Work request -
Going from the line that contains "blue front door" to the last line of the material below, repeat every line exactly.

Material for the task -
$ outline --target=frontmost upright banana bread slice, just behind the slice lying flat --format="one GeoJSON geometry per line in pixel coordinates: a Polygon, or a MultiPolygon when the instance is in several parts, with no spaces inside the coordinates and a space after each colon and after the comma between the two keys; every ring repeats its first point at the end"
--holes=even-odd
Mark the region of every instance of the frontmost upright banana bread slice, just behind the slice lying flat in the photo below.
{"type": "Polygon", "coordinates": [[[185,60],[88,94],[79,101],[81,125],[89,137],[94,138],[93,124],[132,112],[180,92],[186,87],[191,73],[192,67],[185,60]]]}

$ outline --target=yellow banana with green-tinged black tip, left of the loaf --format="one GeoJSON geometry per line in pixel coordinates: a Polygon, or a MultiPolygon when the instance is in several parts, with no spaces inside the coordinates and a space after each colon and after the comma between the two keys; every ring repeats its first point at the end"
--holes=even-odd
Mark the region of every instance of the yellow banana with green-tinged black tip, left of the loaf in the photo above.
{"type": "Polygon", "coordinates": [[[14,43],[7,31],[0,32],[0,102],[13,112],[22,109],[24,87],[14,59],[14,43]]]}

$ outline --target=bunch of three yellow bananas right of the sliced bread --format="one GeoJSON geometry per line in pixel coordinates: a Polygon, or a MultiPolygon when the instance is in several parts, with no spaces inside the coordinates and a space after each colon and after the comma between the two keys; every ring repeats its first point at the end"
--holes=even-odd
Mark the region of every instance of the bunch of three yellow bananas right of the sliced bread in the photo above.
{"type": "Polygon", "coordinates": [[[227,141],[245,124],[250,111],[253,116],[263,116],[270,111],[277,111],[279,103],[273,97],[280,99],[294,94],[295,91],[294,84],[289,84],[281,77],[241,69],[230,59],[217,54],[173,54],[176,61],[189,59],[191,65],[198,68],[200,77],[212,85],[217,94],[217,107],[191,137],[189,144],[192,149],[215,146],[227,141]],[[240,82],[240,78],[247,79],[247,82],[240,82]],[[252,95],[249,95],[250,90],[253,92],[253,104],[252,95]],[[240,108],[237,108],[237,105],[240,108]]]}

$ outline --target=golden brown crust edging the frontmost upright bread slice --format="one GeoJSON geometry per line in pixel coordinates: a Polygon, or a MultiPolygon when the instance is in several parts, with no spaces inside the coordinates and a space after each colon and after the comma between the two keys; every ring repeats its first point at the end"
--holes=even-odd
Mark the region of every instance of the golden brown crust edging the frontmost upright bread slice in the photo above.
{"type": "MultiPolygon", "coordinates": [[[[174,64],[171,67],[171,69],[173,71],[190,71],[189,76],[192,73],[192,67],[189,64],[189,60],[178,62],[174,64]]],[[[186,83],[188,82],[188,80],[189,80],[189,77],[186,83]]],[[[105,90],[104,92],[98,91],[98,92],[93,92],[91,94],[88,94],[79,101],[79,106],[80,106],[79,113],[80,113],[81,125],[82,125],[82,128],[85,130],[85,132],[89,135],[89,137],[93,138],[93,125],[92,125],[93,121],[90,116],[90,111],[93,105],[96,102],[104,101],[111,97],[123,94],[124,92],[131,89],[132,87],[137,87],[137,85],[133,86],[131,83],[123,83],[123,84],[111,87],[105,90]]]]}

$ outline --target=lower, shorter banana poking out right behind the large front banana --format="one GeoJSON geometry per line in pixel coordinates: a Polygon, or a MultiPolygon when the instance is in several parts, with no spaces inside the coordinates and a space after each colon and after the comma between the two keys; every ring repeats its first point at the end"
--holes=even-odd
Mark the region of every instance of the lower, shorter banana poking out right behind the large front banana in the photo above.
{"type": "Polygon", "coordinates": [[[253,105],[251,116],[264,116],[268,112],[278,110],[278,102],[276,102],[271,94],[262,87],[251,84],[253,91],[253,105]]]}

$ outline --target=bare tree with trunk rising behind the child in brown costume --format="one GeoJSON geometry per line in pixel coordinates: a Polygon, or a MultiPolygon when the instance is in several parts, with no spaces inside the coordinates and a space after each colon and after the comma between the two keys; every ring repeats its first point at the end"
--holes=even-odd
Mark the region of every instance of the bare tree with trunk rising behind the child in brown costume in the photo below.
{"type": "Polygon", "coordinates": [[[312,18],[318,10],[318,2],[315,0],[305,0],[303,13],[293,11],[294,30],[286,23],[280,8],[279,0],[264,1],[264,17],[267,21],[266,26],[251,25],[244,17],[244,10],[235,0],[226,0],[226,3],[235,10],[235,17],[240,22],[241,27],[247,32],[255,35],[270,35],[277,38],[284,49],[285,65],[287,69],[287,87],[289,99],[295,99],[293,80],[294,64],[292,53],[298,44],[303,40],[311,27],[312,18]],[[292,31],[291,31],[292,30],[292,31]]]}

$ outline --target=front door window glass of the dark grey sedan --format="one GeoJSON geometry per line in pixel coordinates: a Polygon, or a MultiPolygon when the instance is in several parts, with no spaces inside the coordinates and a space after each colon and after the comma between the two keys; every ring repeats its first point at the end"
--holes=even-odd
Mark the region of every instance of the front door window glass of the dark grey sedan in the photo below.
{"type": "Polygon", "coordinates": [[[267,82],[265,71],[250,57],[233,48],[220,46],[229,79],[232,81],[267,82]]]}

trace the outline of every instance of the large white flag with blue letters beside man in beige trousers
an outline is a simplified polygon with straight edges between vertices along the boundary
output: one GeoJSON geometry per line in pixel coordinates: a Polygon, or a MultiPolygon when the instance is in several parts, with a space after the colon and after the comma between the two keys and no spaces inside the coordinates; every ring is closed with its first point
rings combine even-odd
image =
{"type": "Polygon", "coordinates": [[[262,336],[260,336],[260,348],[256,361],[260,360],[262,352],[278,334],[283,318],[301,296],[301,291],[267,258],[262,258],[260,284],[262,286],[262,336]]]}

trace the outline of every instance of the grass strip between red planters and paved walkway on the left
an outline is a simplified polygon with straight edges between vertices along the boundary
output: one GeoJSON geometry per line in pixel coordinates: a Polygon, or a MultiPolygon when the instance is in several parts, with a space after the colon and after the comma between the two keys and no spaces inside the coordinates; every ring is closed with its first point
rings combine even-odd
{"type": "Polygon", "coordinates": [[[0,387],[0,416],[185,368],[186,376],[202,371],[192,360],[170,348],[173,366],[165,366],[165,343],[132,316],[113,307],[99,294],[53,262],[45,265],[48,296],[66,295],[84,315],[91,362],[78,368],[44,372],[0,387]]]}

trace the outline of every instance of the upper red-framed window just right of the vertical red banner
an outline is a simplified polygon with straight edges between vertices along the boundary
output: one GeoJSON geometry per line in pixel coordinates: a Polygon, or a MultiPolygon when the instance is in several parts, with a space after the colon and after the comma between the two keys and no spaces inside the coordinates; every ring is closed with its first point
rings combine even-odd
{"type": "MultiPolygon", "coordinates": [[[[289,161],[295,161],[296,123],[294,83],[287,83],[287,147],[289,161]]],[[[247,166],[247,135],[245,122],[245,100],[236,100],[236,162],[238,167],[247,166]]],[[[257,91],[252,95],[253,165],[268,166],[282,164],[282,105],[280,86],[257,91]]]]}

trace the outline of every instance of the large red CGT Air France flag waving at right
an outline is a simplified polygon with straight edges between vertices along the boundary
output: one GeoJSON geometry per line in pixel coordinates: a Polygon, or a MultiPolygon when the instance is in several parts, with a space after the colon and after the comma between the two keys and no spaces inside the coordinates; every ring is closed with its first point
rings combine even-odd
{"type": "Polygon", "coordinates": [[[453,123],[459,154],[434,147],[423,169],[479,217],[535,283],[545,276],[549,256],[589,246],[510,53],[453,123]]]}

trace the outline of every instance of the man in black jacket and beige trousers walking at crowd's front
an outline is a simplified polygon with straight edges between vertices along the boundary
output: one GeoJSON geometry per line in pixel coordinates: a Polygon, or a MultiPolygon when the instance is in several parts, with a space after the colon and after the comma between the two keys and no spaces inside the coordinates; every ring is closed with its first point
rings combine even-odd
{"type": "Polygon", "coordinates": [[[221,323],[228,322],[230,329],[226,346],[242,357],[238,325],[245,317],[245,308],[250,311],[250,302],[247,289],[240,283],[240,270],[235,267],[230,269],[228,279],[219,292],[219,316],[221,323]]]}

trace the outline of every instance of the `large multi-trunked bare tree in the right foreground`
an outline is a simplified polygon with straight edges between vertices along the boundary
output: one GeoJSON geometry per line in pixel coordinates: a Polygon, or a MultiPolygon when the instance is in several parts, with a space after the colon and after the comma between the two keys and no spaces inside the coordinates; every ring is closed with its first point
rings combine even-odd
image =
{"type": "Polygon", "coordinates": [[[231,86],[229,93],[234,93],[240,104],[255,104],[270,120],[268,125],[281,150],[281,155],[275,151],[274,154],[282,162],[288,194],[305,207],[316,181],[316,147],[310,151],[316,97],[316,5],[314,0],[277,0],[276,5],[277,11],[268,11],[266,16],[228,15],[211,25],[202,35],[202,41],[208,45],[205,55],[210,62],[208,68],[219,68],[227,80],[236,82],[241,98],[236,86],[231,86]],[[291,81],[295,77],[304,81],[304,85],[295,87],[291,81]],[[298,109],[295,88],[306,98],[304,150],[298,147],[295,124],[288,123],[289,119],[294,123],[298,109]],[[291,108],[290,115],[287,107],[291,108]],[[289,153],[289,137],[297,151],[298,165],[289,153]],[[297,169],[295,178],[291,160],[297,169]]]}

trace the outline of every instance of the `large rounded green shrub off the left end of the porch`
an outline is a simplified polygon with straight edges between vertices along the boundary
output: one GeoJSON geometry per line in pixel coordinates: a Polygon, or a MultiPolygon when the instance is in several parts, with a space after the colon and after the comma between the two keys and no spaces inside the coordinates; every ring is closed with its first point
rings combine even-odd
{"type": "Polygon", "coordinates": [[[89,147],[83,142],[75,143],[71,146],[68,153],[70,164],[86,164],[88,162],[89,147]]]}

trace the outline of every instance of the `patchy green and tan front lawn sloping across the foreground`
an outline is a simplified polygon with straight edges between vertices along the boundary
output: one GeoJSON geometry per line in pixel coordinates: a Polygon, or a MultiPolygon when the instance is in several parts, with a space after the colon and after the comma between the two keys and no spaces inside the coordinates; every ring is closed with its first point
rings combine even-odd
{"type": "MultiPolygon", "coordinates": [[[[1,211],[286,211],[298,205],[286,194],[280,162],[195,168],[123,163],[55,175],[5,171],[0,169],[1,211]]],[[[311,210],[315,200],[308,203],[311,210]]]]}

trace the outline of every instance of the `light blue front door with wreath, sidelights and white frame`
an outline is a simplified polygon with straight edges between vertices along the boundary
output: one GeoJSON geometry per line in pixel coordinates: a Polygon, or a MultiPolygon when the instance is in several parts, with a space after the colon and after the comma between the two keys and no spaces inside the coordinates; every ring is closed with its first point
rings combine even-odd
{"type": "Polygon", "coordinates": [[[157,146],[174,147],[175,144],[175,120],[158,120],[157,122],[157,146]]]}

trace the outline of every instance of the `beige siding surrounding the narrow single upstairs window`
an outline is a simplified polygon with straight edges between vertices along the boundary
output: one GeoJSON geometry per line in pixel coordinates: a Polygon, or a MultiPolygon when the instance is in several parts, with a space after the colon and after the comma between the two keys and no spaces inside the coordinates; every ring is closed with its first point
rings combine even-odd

Task response -
trace the outline of every instance of the `light blue front door with wreath, sidelights and white frame`
an outline is a simplified polygon with straight edges between vertices along the boundary
output: one GeoJSON geometry per line in pixel coordinates: a Polygon, or a MultiPolygon when the instance is in several parts, with a space after the colon and after the comma between the two keys and no spaces inside the coordinates; every ring is closed with its first point
rings combine even-odd
{"type": "Polygon", "coordinates": [[[157,146],[174,147],[175,144],[175,120],[158,120],[157,122],[157,146]]]}

trace the outline of every instance of the `beige siding surrounding the narrow single upstairs window`
an outline is a simplified polygon with straight edges between vertices along the boundary
output: one GeoJSON geometry per line in pixel coordinates: a Polygon, or a MultiPolygon when the instance is in several parts, with a space after the colon and after the comma between the two keys and no spaces inside the coordinates; every ring is closed with its first point
rings combine even-odd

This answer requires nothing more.